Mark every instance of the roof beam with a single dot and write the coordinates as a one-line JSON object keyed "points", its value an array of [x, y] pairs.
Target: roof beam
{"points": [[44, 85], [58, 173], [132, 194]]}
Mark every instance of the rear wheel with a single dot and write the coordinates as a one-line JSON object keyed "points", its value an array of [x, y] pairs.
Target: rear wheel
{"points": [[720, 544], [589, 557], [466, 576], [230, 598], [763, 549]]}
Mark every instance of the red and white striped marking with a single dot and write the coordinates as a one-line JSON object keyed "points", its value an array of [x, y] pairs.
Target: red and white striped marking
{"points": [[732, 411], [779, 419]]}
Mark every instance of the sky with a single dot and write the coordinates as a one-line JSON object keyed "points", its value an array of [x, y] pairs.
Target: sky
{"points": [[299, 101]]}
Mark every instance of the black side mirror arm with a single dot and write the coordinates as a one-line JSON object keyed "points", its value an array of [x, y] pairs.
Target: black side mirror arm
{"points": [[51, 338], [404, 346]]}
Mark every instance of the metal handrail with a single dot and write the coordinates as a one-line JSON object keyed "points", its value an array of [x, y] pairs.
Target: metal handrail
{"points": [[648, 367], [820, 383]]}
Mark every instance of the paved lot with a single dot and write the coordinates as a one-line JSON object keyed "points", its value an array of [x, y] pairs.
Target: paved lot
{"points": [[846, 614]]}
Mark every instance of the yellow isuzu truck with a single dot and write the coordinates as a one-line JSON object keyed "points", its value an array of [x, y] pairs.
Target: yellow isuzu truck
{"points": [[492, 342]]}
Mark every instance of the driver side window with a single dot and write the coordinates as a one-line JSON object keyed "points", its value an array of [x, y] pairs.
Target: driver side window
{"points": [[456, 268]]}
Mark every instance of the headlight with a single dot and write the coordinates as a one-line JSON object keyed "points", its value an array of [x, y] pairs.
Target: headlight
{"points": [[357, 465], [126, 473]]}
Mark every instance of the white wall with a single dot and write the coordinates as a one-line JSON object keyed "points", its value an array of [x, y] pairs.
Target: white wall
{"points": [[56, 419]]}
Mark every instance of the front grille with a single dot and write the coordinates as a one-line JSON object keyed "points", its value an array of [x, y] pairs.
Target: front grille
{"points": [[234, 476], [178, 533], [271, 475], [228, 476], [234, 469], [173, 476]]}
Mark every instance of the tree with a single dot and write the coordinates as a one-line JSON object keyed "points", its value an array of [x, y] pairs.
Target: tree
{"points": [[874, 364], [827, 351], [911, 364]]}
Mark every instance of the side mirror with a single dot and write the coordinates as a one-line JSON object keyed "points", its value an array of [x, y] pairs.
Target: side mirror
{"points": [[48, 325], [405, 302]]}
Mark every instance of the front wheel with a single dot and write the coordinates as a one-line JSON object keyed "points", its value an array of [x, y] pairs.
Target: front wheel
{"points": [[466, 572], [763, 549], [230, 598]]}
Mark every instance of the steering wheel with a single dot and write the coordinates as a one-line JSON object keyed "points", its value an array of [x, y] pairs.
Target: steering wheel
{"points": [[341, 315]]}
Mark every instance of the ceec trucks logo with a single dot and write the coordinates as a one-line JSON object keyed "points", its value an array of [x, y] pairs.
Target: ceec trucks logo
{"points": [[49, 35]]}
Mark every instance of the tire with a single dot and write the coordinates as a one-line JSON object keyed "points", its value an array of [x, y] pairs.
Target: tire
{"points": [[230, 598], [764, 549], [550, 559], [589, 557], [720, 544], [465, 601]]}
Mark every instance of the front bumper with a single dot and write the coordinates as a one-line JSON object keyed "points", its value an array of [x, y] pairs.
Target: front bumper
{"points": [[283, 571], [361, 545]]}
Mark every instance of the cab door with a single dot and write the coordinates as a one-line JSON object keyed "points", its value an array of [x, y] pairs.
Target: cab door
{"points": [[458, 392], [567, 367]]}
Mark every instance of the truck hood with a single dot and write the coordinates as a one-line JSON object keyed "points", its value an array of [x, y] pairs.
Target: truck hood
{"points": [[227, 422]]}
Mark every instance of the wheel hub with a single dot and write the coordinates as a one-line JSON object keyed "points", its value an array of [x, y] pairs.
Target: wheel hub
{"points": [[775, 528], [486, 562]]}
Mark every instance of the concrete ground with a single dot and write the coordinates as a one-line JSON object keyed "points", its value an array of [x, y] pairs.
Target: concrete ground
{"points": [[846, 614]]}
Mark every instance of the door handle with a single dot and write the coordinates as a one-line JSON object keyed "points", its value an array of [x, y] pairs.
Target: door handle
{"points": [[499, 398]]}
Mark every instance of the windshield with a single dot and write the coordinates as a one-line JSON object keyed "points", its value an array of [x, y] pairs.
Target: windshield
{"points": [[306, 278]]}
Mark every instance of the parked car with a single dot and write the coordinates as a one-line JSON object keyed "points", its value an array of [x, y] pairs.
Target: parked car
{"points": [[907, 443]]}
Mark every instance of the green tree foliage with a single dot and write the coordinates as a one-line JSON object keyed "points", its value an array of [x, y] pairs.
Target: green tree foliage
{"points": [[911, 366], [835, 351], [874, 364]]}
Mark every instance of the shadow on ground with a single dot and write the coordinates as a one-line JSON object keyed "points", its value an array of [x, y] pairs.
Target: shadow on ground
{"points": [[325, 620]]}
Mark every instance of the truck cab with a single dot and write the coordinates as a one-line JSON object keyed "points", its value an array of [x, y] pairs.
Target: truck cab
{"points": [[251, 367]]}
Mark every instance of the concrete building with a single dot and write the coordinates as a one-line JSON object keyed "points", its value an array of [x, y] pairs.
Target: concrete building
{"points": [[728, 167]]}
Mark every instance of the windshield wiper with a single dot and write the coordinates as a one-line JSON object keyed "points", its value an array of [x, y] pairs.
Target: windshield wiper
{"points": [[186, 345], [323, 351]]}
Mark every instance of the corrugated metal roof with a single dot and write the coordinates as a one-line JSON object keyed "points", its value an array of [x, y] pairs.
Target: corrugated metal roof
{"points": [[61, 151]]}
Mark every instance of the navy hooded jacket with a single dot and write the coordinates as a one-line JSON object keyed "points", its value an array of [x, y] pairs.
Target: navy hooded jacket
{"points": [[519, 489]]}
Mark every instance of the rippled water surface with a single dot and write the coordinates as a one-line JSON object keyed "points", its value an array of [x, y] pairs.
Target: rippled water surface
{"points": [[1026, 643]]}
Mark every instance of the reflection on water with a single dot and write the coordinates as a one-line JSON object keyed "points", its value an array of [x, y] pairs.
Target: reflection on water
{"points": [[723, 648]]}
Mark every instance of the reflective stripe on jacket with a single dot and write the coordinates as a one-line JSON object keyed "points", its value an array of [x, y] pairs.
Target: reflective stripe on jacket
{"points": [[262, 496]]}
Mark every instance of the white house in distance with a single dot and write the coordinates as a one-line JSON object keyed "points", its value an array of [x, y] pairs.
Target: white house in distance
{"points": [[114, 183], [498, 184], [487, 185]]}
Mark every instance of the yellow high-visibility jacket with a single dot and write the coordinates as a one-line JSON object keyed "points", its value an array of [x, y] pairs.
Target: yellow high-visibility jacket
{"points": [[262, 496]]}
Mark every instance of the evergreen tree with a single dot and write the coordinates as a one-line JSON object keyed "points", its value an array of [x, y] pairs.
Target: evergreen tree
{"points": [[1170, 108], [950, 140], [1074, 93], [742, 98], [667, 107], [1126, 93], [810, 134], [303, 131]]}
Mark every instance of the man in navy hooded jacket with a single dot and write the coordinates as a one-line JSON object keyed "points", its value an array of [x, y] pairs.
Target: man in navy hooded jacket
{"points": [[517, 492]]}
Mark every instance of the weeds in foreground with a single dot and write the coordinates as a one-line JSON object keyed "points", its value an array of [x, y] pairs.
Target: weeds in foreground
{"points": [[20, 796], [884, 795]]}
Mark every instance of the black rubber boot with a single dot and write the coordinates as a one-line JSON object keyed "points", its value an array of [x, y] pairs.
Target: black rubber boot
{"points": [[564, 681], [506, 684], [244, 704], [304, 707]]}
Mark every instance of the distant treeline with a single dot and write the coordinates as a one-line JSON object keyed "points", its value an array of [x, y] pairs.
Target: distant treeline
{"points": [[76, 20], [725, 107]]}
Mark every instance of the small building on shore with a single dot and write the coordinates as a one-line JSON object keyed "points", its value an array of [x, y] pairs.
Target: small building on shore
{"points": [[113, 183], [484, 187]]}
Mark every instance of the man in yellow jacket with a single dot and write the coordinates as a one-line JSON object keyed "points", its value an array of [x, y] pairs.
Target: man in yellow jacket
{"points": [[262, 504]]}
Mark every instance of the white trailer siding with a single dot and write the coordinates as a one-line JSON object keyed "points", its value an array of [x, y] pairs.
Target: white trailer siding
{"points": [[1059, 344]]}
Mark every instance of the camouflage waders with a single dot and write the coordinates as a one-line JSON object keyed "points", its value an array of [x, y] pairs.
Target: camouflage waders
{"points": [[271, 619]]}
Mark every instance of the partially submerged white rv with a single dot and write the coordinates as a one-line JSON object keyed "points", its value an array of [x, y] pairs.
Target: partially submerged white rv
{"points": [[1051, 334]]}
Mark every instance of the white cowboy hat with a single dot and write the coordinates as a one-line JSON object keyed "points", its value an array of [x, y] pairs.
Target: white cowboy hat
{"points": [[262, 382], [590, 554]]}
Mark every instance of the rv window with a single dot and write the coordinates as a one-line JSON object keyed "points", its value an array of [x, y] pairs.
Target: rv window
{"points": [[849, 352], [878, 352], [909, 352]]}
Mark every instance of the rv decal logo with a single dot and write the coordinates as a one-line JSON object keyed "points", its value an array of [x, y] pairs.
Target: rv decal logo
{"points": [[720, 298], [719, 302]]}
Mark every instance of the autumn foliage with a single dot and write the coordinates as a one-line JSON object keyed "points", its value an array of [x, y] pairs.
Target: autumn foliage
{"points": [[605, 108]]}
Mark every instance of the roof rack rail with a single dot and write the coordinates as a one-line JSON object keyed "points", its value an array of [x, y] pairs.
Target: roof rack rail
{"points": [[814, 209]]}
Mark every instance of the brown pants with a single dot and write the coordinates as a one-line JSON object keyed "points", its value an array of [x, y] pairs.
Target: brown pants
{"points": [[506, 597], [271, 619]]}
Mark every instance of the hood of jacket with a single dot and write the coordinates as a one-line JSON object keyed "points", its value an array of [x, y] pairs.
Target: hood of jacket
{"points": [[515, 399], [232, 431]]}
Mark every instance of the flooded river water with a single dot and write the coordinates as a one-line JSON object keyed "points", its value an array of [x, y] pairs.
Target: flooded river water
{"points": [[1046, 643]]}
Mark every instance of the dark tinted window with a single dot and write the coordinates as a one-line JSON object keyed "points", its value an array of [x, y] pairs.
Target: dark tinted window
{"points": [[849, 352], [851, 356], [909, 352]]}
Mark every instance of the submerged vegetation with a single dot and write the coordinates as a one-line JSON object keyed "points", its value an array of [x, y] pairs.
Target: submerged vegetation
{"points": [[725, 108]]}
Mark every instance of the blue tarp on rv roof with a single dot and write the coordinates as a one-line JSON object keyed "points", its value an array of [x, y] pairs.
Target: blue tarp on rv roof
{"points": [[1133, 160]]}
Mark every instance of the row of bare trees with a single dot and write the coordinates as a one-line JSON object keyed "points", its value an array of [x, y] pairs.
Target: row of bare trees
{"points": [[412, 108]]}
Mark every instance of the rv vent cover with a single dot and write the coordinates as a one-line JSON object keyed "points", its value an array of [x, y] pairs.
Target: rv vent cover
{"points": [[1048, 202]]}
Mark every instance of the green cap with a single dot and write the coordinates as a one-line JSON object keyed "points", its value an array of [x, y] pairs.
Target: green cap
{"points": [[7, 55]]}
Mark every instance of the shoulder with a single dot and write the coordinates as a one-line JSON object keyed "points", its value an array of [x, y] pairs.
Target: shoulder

------------------------------------------------------------

» **What is being asked**: From the records above, copy only the lines starting with the line that holds "Mark every instance of the yellow high-visibility" and going on through the line that holds "Mark every instance of the man in navy", exactly as written.

» **Output below**:
Mark every instance of the yellow high-visibility jacket with a single dot and write the coordinates as a one-line JSON object keyed "points", its value an array of [x, y] pairs.
Target: yellow high-visibility jacket
{"points": [[262, 496]]}
Mark every instance of the evergreen tree with a single dot and write the coordinates as a one-line JSON object keyed "points", its value an array of [x, y] pairs.
Target: evergreen tree
{"points": [[1170, 108], [950, 140], [1074, 93], [742, 98], [667, 107], [1126, 93], [810, 134], [303, 131]]}
Mark every instance of the man in navy hooded jacket with a single dot and write the coordinates as a one-line JSON object keyed "points", its value an array of [x, y] pairs.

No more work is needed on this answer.